EXERCISE: What are the lines from the one containing "Could you please indicate the netting" through the last line of the records below? Return them exactly, leaving out pictures.

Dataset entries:
# # # #
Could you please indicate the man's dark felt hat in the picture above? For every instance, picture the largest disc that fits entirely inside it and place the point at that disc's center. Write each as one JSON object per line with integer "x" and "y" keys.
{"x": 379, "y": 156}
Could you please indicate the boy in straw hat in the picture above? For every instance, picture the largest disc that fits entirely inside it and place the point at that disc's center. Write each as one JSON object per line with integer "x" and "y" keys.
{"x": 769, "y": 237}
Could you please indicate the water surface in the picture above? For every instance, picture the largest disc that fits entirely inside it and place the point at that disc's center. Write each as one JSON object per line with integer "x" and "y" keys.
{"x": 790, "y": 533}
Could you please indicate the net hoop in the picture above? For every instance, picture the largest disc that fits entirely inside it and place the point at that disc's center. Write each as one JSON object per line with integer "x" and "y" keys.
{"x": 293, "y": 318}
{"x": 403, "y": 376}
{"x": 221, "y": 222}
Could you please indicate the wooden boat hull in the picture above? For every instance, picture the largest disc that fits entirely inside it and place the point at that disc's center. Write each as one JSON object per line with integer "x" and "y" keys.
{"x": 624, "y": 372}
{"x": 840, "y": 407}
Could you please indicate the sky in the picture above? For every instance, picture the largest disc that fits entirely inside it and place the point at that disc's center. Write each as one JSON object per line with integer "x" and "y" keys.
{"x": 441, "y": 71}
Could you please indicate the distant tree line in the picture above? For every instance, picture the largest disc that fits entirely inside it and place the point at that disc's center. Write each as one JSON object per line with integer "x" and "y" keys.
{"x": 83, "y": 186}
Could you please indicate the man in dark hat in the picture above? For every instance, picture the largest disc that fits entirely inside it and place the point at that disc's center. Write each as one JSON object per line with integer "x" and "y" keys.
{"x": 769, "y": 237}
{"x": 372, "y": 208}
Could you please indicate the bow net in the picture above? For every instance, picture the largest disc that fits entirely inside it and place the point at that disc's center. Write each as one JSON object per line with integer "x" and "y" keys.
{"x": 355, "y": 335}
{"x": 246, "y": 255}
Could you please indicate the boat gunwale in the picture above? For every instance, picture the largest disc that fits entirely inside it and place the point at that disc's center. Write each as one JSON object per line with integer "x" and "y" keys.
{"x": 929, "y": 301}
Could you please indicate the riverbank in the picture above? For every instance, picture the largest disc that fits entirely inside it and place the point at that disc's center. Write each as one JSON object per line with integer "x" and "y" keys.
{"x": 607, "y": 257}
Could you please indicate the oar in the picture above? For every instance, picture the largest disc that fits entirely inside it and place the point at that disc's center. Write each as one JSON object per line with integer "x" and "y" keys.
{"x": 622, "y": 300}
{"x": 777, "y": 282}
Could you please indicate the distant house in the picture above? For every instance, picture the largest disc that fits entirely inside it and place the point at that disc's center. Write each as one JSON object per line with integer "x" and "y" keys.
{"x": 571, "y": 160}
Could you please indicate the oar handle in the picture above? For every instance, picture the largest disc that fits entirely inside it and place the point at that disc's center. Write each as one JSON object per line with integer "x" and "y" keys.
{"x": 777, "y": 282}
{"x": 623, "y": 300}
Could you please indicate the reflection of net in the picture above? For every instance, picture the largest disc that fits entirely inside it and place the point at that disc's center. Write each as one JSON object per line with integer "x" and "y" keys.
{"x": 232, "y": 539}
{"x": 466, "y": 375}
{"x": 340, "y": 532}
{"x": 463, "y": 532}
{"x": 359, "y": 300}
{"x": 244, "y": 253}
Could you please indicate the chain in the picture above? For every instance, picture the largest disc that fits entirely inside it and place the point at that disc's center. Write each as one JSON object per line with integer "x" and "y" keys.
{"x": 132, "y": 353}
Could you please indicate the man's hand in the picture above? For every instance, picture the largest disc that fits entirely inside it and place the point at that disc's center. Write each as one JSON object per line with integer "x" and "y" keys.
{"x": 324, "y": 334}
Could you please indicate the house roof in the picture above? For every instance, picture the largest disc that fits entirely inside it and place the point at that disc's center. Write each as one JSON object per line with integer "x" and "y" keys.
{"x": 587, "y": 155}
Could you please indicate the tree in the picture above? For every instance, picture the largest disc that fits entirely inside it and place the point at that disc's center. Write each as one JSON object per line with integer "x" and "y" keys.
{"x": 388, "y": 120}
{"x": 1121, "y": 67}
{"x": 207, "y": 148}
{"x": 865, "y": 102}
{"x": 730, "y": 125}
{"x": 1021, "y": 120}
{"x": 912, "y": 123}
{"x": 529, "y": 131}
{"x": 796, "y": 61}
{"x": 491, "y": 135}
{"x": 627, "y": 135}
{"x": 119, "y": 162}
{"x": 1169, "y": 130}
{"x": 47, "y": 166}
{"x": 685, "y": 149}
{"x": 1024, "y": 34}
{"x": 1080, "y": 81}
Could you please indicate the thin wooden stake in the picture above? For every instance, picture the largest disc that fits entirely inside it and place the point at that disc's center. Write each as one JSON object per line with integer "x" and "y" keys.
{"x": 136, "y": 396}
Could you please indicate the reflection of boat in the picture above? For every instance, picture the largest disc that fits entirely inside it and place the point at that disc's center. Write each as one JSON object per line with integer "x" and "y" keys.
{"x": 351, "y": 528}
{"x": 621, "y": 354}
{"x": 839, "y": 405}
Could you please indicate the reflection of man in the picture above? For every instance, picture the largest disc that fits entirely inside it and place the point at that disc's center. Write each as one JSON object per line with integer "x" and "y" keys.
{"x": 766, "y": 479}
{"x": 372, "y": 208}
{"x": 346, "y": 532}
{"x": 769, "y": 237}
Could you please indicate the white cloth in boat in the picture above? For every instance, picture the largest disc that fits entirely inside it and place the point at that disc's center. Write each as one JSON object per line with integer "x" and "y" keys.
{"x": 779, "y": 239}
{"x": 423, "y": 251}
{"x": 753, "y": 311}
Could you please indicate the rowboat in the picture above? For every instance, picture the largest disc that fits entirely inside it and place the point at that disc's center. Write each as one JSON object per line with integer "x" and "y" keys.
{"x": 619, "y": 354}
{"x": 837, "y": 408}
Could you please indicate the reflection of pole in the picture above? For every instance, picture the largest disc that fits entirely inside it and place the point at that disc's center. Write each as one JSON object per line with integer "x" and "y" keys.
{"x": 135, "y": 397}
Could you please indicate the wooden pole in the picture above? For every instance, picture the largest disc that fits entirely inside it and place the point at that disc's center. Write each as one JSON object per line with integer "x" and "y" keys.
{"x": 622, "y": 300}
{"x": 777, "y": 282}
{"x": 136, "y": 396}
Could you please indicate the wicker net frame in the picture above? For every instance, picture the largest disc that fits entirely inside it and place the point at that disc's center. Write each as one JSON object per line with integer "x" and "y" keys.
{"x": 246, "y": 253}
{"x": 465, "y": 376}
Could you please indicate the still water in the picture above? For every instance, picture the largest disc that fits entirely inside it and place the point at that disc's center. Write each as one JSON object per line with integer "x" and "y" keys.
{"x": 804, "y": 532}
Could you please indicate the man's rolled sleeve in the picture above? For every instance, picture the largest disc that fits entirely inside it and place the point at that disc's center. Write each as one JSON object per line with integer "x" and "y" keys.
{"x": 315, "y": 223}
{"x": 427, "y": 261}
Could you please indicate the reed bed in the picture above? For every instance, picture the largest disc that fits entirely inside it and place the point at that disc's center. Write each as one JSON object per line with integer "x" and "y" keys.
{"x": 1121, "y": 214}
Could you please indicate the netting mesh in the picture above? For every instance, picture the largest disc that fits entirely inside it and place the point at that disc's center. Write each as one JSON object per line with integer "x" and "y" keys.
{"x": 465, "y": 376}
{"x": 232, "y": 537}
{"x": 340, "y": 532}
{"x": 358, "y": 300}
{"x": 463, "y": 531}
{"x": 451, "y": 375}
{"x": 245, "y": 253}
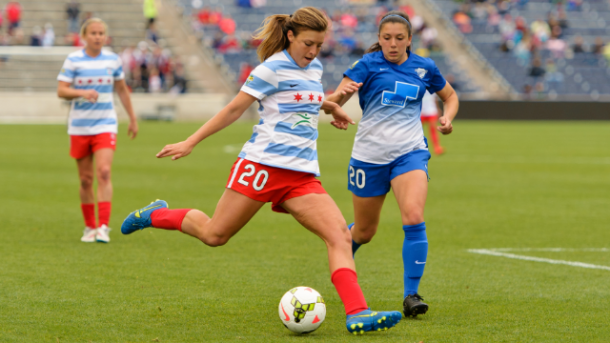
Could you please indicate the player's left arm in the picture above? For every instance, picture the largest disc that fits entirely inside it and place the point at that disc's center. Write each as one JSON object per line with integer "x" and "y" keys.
{"x": 451, "y": 104}
{"x": 121, "y": 88}
{"x": 341, "y": 118}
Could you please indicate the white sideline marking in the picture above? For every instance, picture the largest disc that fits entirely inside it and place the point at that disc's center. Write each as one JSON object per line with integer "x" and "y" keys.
{"x": 537, "y": 259}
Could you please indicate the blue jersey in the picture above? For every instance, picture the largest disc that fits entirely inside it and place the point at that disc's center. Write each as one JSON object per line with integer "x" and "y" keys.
{"x": 391, "y": 99}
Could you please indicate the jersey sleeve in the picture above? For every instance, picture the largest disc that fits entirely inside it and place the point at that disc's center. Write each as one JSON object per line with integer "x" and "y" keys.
{"x": 67, "y": 72}
{"x": 118, "y": 73}
{"x": 437, "y": 82}
{"x": 261, "y": 83}
{"x": 357, "y": 71}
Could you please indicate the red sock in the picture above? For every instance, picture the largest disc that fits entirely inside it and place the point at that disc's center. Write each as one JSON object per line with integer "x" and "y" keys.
{"x": 167, "y": 219}
{"x": 103, "y": 212}
{"x": 89, "y": 214}
{"x": 346, "y": 283}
# # # #
ANSWER BELOW:
Could you please indicate the netting mesh in the picture above? For every instance, picture the largest disc that fits entirely inside it and place the point at that disc's center. Write each as one JSON object per line with integer "x" and "y" keys.
{"x": 465, "y": 376}
{"x": 232, "y": 537}
{"x": 340, "y": 532}
{"x": 358, "y": 300}
{"x": 463, "y": 531}
{"x": 451, "y": 375}
{"x": 245, "y": 253}
Could you please indicate the player's left arm in the picture above? For every instance, picture the largest disc that fits entirely inside it and place the point at that disc's center. Write each as one JSON object per line with integer "x" and "y" keys.
{"x": 451, "y": 104}
{"x": 121, "y": 88}
{"x": 341, "y": 118}
Could you please indicate the white sideline marking in the picture above? For every instance, picture the largest disc that fits entirely inside it and place the point at that disc's center. Write each as one JSON object per line with integer "x" and "y" keys.
{"x": 537, "y": 259}
Could you please indicate the blue jersey in the picture above? For every instance, picture the largest disc that fits entirely inside it and place the point at that disc's center. Write each as one JSON object per line with integer "x" and "y" keys.
{"x": 391, "y": 99}
Could you please indicate the jersey sleeve in the picture above? For every instance, picture the largest disc that fits entirely inside it and place the point at that disc's center. Write each as one JSON object per line with integer "x" and "y" keys.
{"x": 67, "y": 72}
{"x": 118, "y": 73}
{"x": 437, "y": 82}
{"x": 261, "y": 83}
{"x": 357, "y": 71}
Could you please indicate the red sock in the picture above? For every instance, picture the largest disc that fits entirely inside it and place the point at that disc's center. Write each as one JSON object per line with integer "x" and "y" keys.
{"x": 167, "y": 219}
{"x": 103, "y": 212}
{"x": 89, "y": 214}
{"x": 346, "y": 283}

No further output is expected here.